-- START EXTRACTED RECORDS --

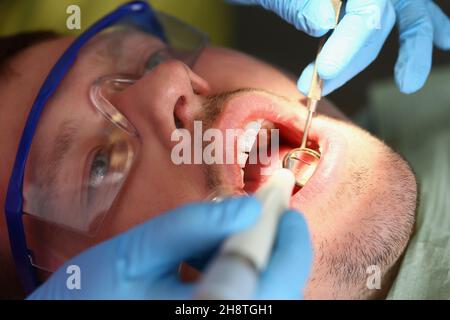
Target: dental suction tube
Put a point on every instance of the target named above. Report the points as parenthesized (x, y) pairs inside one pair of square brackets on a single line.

-- END EXTRACTED RECORDS --
-- START EXTRACTED RECORDS --

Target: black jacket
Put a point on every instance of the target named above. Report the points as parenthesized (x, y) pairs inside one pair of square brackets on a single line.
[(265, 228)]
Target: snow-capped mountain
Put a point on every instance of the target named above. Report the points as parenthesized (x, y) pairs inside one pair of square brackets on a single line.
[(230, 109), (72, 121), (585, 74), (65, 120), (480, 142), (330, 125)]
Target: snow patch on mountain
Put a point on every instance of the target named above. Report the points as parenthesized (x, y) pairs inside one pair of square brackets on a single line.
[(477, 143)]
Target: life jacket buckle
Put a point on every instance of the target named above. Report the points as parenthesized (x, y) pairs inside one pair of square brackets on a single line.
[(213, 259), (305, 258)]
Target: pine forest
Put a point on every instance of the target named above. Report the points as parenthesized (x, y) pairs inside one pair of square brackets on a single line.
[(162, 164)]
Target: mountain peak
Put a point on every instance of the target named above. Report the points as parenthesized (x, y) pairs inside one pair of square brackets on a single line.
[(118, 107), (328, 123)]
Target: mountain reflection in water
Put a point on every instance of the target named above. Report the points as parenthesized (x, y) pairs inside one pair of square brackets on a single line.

-- END EXTRACTED RECORDS --
-- START EXTRACTED RECORDS --

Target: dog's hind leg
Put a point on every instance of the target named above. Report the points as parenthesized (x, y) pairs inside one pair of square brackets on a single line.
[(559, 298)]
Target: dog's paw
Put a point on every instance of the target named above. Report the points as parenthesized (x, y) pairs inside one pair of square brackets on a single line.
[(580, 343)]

-- END EXTRACTED RECORDS --

Extract every line of the records that contains the word "jacket".

Target: black jacket
Target: life jacket buckle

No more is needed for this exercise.